STEAM Games Analysis

Unsupervised Learning, Text Analysis, and Network Science

Authors

Tiffany Sun

John Lim

Surya Rao

Last updated

May 6, 2025

Abstract
There are tens of thousands of video games in the world. Through techniques for unsupervised learning, text analysis, and network science, we hope to uncover similarities, patterns, and connections between video games uploaded to the gaming platform Steam.

Image courtesy of steampowered.com

Introduction

Steam is a platform that hosts video games. Tens of thousands of games are currently on the platform, which all cater towards various users. Steam collects information about each video game, such as name, price, rating, and game description. This data was parsed into the Kaggle Steam Games Dataset (Roman 2022), which we used to begin our guided analysis of the many games on the high-esteemed platform. Some questions we have are:

  1. What trends can we uncover through clustering games based on their characteristics? What can these insights tell us?

  2. What are some prominent patterns within game descriptions? Are games generally positive or negative based on how they are described?

  3. How are popular games connected to each other? What characteristics do they share?

Data

We got our data from Kaggle, a website that serves as a collection of datasets for data scientists and machine learning engineers. The Steam Games Dataset (Roman 2022) utilizes Steam API and Steam Spy to scrape data from thousands of Steam games.The data came in .csv and .json files. After examination of the .csv file, the data were shifted and, unfortunately, unusable. Therefore, we further wrangled the .json file (Carpentries 2025) to obtain game data for this project.

We transposed (Wickham and Henry 2023) the data to get appropriate game data as row entries, and parsed quantitative values as numeric variables. We also removed games with incomplete or duplicate game information and titles in Korean, Chinese, and Japanese.

Analyses

With this dataset limited to games in English, we were then able to:

  1. Find similarities between different games through clustering

  2. Analyze patterns and trends in game descriptions

  3. Explore how games are connected to one another

References

Carpentries, T. (2025), “Processing JSON data (optional),” R for Social Scientists, Available at https://datacarpentry.github.io/r-socialsci/07-json.html.
Roman, M. B. (2022), “Steam games dataset,” Kaggle. https://doi.org/10.34740/KAGGLE/DS/2109585.
Wickham, H., and Henry, L. (2023), “Transpose a list,” Available at https://purrr.tidyverse.org/reference/transpose.html.

------------

**STATED PROBLEM A**
Condense the paragraph of the Steam games analysis that begins "We got our data from Kaggle" into a shorter version that keeps its main facts.

[Segmentation annotation records]
------------

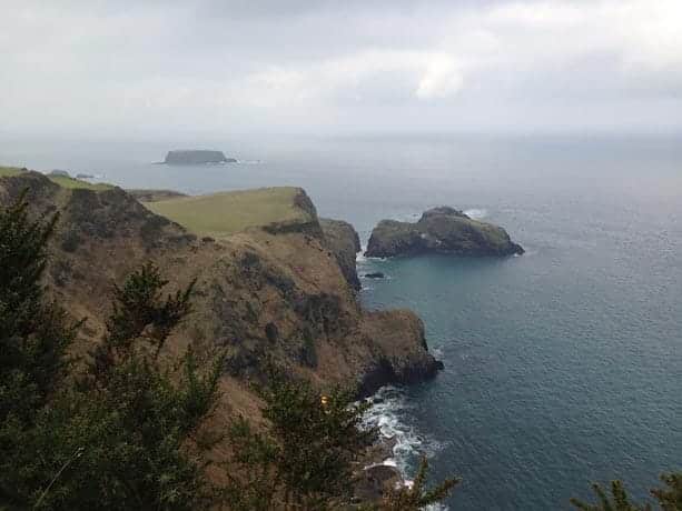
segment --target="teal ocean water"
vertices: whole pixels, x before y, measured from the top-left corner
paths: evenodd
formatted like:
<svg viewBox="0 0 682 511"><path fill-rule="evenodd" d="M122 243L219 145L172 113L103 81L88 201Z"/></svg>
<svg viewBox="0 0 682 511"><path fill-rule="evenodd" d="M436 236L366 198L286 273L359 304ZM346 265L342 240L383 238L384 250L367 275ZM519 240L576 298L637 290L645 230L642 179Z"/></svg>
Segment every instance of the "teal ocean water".
<svg viewBox="0 0 682 511"><path fill-rule="evenodd" d="M241 163L149 164L177 146ZM457 510L570 509L616 477L645 497L682 469L681 138L3 141L0 161L191 193L297 184L365 242L439 204L500 223L526 254L359 259L387 275L363 302L417 311L445 363L383 391L394 461L409 475L426 452L436 478L461 475Z"/></svg>

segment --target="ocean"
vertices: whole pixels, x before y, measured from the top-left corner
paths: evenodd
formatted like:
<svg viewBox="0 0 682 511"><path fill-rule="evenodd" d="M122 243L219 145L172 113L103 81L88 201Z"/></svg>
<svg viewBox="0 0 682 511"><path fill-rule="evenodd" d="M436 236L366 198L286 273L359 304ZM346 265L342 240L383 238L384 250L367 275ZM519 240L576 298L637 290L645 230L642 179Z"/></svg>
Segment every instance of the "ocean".
<svg viewBox="0 0 682 511"><path fill-rule="evenodd" d="M182 147L240 163L150 164ZM643 499L682 470L682 137L14 138L0 162L189 193L296 184L364 243L441 204L498 223L524 255L358 258L386 274L364 304L415 310L445 363L382 391L393 461L462 477L447 507L464 511L571 509L614 478Z"/></svg>

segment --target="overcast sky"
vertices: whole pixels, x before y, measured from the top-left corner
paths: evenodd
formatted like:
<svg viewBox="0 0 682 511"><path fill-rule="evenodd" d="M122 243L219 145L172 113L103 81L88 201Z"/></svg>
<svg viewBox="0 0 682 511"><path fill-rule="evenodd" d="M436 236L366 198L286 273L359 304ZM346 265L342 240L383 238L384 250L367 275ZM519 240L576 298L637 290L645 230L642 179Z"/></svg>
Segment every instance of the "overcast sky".
<svg viewBox="0 0 682 511"><path fill-rule="evenodd" d="M682 0L0 0L4 131L682 129Z"/></svg>

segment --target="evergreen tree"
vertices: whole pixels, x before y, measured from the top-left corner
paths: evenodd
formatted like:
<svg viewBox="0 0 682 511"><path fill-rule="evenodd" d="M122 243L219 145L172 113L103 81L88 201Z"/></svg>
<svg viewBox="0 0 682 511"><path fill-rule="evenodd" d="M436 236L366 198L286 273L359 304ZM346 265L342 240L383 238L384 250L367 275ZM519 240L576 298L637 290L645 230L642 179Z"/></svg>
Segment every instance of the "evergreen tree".
<svg viewBox="0 0 682 511"><path fill-rule="evenodd" d="M88 374L38 423L38 448L55 445L40 473L58 473L77 458L49 491L37 500L33 495L40 507L189 510L208 504L200 458L187 448L215 402L221 360L204 377L191 350L177 375L159 362L168 335L191 310L194 287L162 298L166 284L149 263L115 289L113 312Z"/></svg>
<svg viewBox="0 0 682 511"><path fill-rule="evenodd" d="M651 494L662 511L682 511L682 473L663 474L661 481L665 488L651 490ZM627 491L621 481L611 482L611 495L607 495L600 484L592 489L597 498L596 504L589 504L579 499L571 499L571 503L581 511L651 511L651 504L640 505L630 500Z"/></svg>
<svg viewBox="0 0 682 511"><path fill-rule="evenodd" d="M23 425L63 374L78 328L41 283L58 216L30 219L26 196L0 209L0 421Z"/></svg>

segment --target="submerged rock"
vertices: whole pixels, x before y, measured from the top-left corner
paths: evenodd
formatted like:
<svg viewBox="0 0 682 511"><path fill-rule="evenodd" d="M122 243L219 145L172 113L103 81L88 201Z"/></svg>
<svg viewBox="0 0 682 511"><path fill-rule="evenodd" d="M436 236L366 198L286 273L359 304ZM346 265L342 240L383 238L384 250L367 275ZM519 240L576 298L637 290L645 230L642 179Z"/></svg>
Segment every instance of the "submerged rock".
<svg viewBox="0 0 682 511"><path fill-rule="evenodd" d="M164 163L169 166L196 166L206 163L235 163L237 160L227 158L223 151L205 149L168 151Z"/></svg>
<svg viewBox="0 0 682 511"><path fill-rule="evenodd" d="M415 223L382 220L372 231L365 255L504 257L523 252L503 228L474 220L454 208L439 207L425 211Z"/></svg>

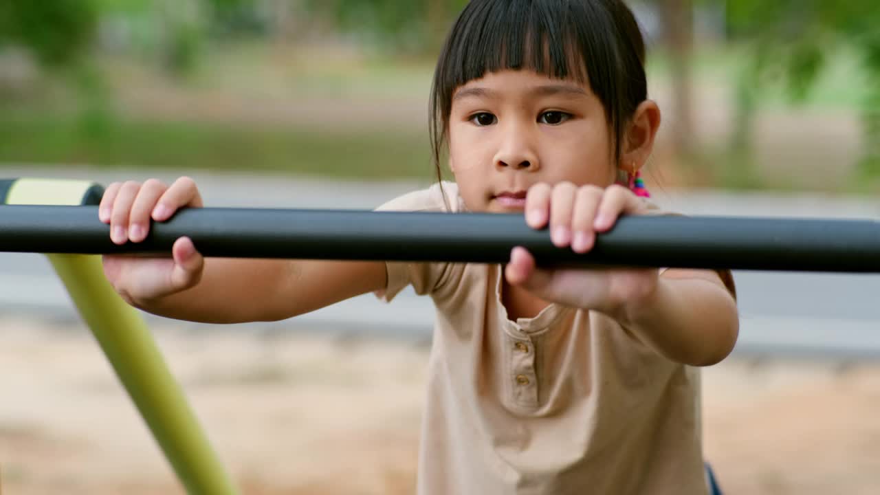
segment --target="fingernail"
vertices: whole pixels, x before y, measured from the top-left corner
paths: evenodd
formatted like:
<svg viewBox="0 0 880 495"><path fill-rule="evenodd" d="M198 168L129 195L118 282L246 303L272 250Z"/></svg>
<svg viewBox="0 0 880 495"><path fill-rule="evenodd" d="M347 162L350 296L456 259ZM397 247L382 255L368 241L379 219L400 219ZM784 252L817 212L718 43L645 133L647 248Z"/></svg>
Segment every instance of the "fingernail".
<svg viewBox="0 0 880 495"><path fill-rule="evenodd" d="M544 211L542 210L530 210L527 219L530 225L539 225L544 221Z"/></svg>
<svg viewBox="0 0 880 495"><path fill-rule="evenodd" d="M128 227L128 238L132 240L141 240L144 237L146 236L143 235L143 227L139 224L132 224Z"/></svg>
<svg viewBox="0 0 880 495"><path fill-rule="evenodd" d="M578 253L583 253L590 247L590 235L585 232L575 233L575 239L571 241L571 248Z"/></svg>
<svg viewBox="0 0 880 495"><path fill-rule="evenodd" d="M571 232L568 227L560 225L553 230L553 241L557 246L565 246L571 240Z"/></svg>
<svg viewBox="0 0 880 495"><path fill-rule="evenodd" d="M153 208L153 218L157 219L163 219L168 215L168 208L165 204L157 204L156 208Z"/></svg>
<svg viewBox="0 0 880 495"><path fill-rule="evenodd" d="M113 239L114 242L122 243L125 242L125 227L122 225L116 225L113 228L113 232L110 234L110 238Z"/></svg>

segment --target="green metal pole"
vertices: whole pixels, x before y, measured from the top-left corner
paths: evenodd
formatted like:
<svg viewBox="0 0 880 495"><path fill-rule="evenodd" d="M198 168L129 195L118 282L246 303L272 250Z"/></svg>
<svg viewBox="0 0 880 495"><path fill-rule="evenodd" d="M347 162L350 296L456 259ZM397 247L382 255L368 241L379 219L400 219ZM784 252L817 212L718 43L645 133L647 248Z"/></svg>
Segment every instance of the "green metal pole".
<svg viewBox="0 0 880 495"><path fill-rule="evenodd" d="M20 179L6 188L5 203L78 204L81 200L72 200L92 202L94 188L82 181ZM100 257L50 255L48 259L187 491L237 494L146 323L110 286Z"/></svg>

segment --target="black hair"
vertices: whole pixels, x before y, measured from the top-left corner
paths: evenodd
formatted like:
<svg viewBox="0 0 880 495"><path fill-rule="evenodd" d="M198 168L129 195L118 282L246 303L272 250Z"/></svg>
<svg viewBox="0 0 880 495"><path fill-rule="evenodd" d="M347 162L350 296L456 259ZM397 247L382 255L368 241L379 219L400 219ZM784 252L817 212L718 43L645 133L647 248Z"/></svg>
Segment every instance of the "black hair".
<svg viewBox="0 0 880 495"><path fill-rule="evenodd" d="M429 126L437 178L452 93L507 69L589 85L605 107L619 161L625 126L648 98L644 61L642 31L622 0L472 0L434 72Z"/></svg>

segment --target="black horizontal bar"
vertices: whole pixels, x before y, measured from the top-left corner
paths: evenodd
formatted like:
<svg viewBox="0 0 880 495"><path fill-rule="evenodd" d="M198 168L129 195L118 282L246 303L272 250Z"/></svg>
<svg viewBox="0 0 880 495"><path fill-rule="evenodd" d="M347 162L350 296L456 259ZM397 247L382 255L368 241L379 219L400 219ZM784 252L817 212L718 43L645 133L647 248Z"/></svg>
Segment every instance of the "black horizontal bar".
<svg viewBox="0 0 880 495"><path fill-rule="evenodd" d="M544 266L880 272L867 219L625 217L578 255L514 214L187 209L117 246L97 207L0 206L0 251L167 255L184 235L207 256L503 263L523 246Z"/></svg>

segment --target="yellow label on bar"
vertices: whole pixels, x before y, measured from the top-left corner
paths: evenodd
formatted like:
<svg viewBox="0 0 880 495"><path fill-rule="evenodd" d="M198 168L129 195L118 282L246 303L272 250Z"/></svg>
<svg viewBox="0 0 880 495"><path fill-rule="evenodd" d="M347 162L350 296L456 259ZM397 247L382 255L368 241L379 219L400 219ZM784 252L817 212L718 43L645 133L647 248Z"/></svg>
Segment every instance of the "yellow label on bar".
<svg viewBox="0 0 880 495"><path fill-rule="evenodd" d="M6 204L48 204L76 206L94 185L90 181L57 179L18 179L9 188Z"/></svg>

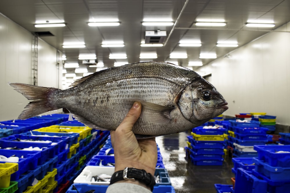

------------

**STATED PROBLEM B**
Pick out and copy every line of the entries above that contains the string "overcast", treating uppercase and lowercase letters as distinct.

**EXPECTED ANSWER A**
The data came from Kaggle, a website that collects datasets for data scientists and machine learning engineers. The Steam Games Dataset (Roman 2022) uses Steam API and Steam Spy to scrape data from thousands of Steam games and was supplied as .csv and .json files. Because the .csv data were shifted and unusable, the .json file (Carpentries 2025) was wrangled instead to obtain the game data.

**EXPECTED ANSWER B**
segment --target="overcast sky"
Segment every instance of the "overcast sky".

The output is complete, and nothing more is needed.